▶ [To do]
Give back every record verbatim, but not the pictures.

═════ Information supplied

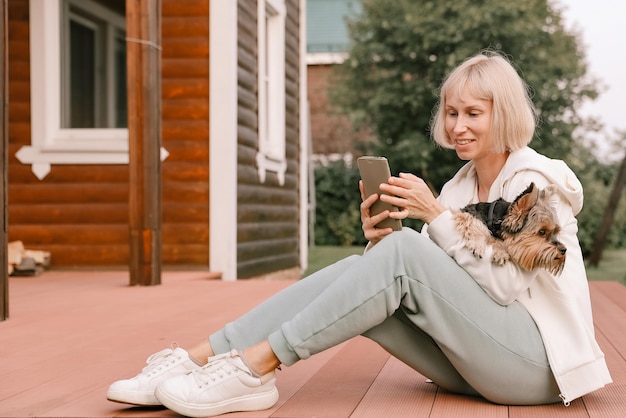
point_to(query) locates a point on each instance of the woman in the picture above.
(509, 335)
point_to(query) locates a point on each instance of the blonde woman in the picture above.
(473, 327)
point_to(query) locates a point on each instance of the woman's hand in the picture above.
(368, 223)
(413, 196)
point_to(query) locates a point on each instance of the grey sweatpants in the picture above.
(410, 297)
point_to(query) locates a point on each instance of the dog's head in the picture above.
(530, 231)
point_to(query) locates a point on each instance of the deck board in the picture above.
(70, 334)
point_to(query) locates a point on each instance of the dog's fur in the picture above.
(523, 231)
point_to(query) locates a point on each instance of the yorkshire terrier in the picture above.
(523, 231)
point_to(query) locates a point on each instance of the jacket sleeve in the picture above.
(504, 284)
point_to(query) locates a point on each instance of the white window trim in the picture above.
(271, 155)
(50, 144)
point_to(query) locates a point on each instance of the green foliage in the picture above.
(401, 50)
(337, 212)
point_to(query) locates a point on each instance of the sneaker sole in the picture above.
(254, 402)
(139, 399)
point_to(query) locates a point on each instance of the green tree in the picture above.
(401, 50)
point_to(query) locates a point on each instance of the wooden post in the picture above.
(4, 169)
(143, 32)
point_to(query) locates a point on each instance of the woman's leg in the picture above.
(257, 324)
(496, 349)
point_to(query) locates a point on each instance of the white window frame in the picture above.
(51, 144)
(271, 50)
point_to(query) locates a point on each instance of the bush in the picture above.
(337, 213)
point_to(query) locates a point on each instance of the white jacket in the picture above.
(560, 305)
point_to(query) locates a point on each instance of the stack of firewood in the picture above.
(23, 262)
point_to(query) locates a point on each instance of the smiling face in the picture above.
(468, 125)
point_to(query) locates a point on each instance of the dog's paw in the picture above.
(476, 247)
(500, 256)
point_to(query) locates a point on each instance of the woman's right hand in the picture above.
(368, 223)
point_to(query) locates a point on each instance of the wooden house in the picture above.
(233, 129)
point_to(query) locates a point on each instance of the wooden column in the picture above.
(4, 166)
(143, 32)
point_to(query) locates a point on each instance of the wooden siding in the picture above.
(80, 212)
(267, 215)
(185, 72)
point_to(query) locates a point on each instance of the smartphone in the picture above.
(374, 171)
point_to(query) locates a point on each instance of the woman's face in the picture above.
(468, 124)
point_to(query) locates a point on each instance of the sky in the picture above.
(603, 27)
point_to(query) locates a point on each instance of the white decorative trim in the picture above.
(325, 58)
(271, 96)
(223, 138)
(305, 176)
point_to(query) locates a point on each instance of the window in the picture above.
(271, 44)
(78, 85)
(93, 67)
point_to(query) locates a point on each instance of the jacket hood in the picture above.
(525, 159)
(556, 171)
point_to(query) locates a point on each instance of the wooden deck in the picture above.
(71, 334)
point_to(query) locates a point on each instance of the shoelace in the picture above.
(218, 367)
(158, 361)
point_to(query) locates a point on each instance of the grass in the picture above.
(612, 265)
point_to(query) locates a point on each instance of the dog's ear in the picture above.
(515, 219)
(550, 190)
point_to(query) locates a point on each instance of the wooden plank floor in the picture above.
(71, 334)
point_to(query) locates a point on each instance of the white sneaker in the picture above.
(224, 385)
(140, 389)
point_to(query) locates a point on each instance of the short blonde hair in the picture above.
(490, 76)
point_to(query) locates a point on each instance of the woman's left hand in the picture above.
(413, 196)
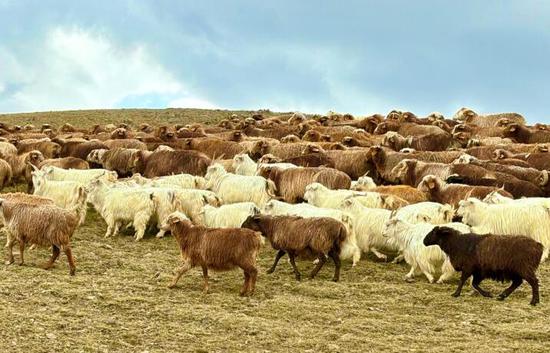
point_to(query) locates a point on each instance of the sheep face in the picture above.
(435, 236)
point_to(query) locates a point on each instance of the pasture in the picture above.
(119, 301)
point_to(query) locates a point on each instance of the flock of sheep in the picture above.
(466, 194)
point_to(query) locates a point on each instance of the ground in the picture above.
(119, 301)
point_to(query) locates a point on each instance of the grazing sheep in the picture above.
(42, 224)
(227, 216)
(512, 218)
(349, 250)
(215, 249)
(294, 235)
(422, 259)
(501, 258)
(291, 183)
(239, 188)
(452, 194)
(122, 204)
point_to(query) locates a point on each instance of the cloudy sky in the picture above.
(350, 56)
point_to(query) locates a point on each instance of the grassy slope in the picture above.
(118, 301)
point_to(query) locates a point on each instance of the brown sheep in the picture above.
(5, 174)
(497, 257)
(522, 134)
(125, 143)
(428, 142)
(294, 235)
(469, 116)
(42, 224)
(452, 194)
(291, 183)
(215, 148)
(160, 163)
(48, 148)
(218, 249)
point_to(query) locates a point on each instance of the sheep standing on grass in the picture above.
(294, 235)
(501, 258)
(216, 249)
(42, 224)
(232, 188)
(422, 259)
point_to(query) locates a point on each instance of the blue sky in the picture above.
(313, 56)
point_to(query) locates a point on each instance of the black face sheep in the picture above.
(294, 235)
(501, 258)
(218, 249)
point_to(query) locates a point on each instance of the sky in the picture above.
(360, 57)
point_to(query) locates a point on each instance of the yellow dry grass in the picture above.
(118, 302)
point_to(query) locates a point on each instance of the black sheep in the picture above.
(498, 257)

══════════

▶ [Answer to this exercise]
point_to(query) locates a point on each instance of the woman in the picture above.
(509, 335)
point_to(query) locates a point on each instance of the blonde woman in the picture above.
(473, 327)
point_to(query) locates a point on each instance of the woman's hand in the picture above.
(368, 223)
(413, 196)
point_to(query) locates a point on each instance of the grey sweatpants in the picture above.
(410, 297)
point_to(query) locates a point on each instance of the dog's head in the picture above.
(530, 231)
point_to(query) locates a point on each instance of the deck board in the picture above.
(70, 334)
point_to(query) locates a point on each instance of the dog's fur in the picture above.
(523, 231)
point_to(query) locates a point on each instance of the yorkshire terrier in the picture above.
(523, 231)
point_to(query) locates a point on each instance of the jacket sleeve in the picture above.
(504, 284)
point_to(query) locates a point on each instance of the white window trim in the picture above.
(271, 155)
(50, 144)
point_to(query) locates a point on each instance of the green foliage in the picture above.
(401, 50)
(337, 212)
point_to(query) locates a point on each instance of the sneaker sole in the picture above.
(254, 402)
(139, 399)
point_to(query) locates a point on each instance of the green tree in the picture above.
(401, 50)
point_to(query) locates a point on each instance of the wooden post in the picture above.
(4, 169)
(143, 32)
point_to(query) locates a point on each instance of the woman's leg in the picture above.
(257, 324)
(496, 349)
point_to(query) locates a point on each instance of the white window frame in the picture above.
(51, 144)
(271, 50)
point_to(query) locates a point on each instance of the bush in the picture above.
(337, 213)
point_to(query) locates a point on each instance of the white jacket in the picture above.
(560, 305)
point_to(query) locates a point on each instance of the stack of firewood in the picture above.
(23, 262)
point_to(query) locates a point on each instance of the smiling face in the picture above.
(468, 125)
point_to(query) locates a point on each instance of the dog's paw in the picture above.
(476, 247)
(500, 256)
point_to(query) locates a point on each instance of the woman's right hand in the picture above.
(368, 223)
point_to(query) locates a point on each instance of the wooden house in the picture above.
(233, 129)
point_to(query) locates a point on each instance of the wooden column in the picture above.
(4, 166)
(143, 32)
point_to(query) locates a point on each instance of the wooden siding in the picture above.
(80, 212)
(267, 215)
(185, 72)
point_to(query) locates a point on each instance of the smartphone in the picture above.
(374, 171)
point_to(query) locates a point on each instance of the woman's face in the picture above.
(468, 124)
point_to(query) locates a point on each instance of the sky in the picture above.
(603, 27)
point_to(query) locates a point on each instance of the white decorative trim in the picture above.
(325, 58)
(271, 96)
(223, 138)
(305, 176)
point_to(query) locates a point on each instance of the window in the picture above.
(271, 44)
(78, 85)
(93, 67)
point_to(query) locates a point on each instance of the jacket hood in the picture above.
(525, 159)
(556, 171)
point_to(query) locates a point on each instance of the wooden deck in the picture above.
(71, 334)
point_to(query) locates a point on each instance of the shoelace in the picture above.
(218, 367)
(158, 361)
point_to(query) locates a point on each instance of the grass in the picture above.
(612, 265)
point_to(query) locates a point on each instance of the dog's ear in the picture above.
(515, 219)
(550, 190)
point_to(query) locates a point on each instance of the wooden plank floor in the picture above.
(71, 334)
point_to(query) locates a point on each instance of the white sneaker in the picture above.
(224, 385)
(140, 389)
point_to(query) locates a point on each instance of the short blonde hair in the picture above.
(490, 76)
point_to(query) locates a point on each instance of the woman's left hand in the picture above.
(413, 196)
point_to(query) locates a point on each instance of the sheep face in the picture above.
(435, 236)
point_to(query) locates a point on each instance of the pasture in the picture above.
(119, 301)
point_to(query) locates a point on each instance of the flock of sheep in the picture above.
(466, 194)
point_to(query) locates a point on each instance of the ground in the picture above.
(119, 301)
point_to(query) locates a point on each instance of the grazing sheep in the picture above.
(42, 224)
(227, 216)
(512, 218)
(349, 250)
(215, 249)
(294, 235)
(422, 259)
(501, 258)
(291, 183)
(239, 188)
(452, 194)
(122, 204)
point_to(query) locates a point on each instance of the cloudy sky in the picture above.
(350, 56)
point_to(query) locates a point on each instance of the grassy slope in the picture above.
(118, 301)
point_to(query) locates a point on each instance of the brown sheep in the picture above.
(5, 174)
(497, 257)
(522, 134)
(125, 143)
(428, 142)
(294, 235)
(469, 116)
(42, 224)
(452, 194)
(291, 183)
(215, 148)
(160, 163)
(48, 148)
(218, 249)
point_to(query) locates a point on each instance of the sheep standing on grass in the picture above.
(294, 235)
(501, 258)
(216, 249)
(42, 224)
(232, 188)
(422, 259)
point_to(query) locates a point on each instance of the blue sky in the picture above.
(313, 56)
point_to(query) locates a point on each instance of the black face sheep in the picture above.
(294, 235)
(501, 258)
(218, 249)
point_to(query) locates a point on each instance of the sky in the picture above.
(360, 57)
point_to(query) locates a point on each instance of the yellow dry grass in the picture above.
(118, 302)
point_to(query) locates a point on each instance of the black sheep in the picture above.
(498, 257)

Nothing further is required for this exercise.